[Source records]
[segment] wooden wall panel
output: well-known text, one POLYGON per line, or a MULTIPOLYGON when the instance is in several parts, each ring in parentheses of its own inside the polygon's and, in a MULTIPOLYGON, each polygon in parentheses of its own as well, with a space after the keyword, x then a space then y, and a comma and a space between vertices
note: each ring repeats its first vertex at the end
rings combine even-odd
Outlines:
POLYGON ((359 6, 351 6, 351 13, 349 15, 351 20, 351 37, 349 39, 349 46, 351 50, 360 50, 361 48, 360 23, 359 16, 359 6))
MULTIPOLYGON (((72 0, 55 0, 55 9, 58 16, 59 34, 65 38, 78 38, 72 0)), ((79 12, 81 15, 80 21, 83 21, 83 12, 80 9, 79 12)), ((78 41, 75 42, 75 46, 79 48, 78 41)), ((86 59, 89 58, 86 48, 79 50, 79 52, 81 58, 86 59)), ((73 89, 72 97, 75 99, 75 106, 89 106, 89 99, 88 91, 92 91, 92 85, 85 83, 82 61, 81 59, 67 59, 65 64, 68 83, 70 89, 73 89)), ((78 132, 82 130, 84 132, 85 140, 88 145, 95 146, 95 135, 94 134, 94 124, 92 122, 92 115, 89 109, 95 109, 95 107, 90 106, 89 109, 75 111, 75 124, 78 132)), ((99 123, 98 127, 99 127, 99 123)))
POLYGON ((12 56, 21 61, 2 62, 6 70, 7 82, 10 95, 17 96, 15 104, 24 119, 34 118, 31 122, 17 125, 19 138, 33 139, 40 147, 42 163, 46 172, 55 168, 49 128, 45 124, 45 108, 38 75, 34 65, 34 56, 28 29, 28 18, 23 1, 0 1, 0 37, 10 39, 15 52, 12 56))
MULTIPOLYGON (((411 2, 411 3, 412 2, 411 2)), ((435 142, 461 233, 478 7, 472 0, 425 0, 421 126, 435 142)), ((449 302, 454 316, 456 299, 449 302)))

__YOUR TASK__:
Reproduce every line of the listing above character for character, leaving nothing out and changing nothing.

__FULL RESPONSE__:
[segment] wooden wall panel
output: well-known text, one POLYGON per line, or a MULTIPOLYGON when the instance is in several parts, each ring in parentheses of its own inside the polygon's and, in a MULTIPOLYGON, each polygon in parentheses of its own as well, with a space after the keyword, x then a space then y, and a comma and a space between vertices
note: each ring repeats its first vertex at the end
rings combine even-odd
Outlines:
POLYGON ((359 6, 351 6, 351 13, 349 15, 351 20, 351 37, 349 39, 349 46, 351 50, 360 50, 361 48, 360 23, 359 16, 359 6))
MULTIPOLYGON (((72 0, 55 0, 55 9, 58 16, 59 34, 65 38, 78 38, 72 0)), ((79 12, 81 15, 80 21, 83 21, 83 12, 80 9, 79 12)), ((78 41, 75 42, 75 46, 79 48, 78 41)), ((86 59, 89 58, 86 48, 79 50, 79 52, 81 58, 86 59)), ((73 89, 72 97, 75 99, 75 106, 89 106, 89 99, 88 91, 92 91, 92 85, 85 83, 82 61, 81 59, 67 59, 65 64, 68 83, 70 89, 73 89)), ((78 132, 82 130, 84 132, 85 140, 88 145, 95 146, 95 135, 94 134, 94 124, 92 122, 92 115, 89 109, 95 109, 95 107, 90 106, 89 109, 75 111, 75 124, 78 132)), ((99 123, 98 127, 99 127, 99 123)))
POLYGON ((12 56, 21 61, 2 62, 6 70, 7 82, 10 95, 17 96, 15 104, 24 119, 34 118, 31 122, 17 125, 19 138, 33 139, 40 147, 42 163, 46 172, 55 168, 49 128, 45 124, 45 108, 38 75, 34 65, 34 56, 28 29, 28 18, 23 1, 0 1, 0 37, 10 39, 15 52, 12 56))
MULTIPOLYGON (((411 2, 411 3, 412 2, 411 2)), ((435 142, 461 233, 478 7, 472 0, 425 0, 421 126, 435 142)), ((449 302, 454 316, 456 299, 449 302)))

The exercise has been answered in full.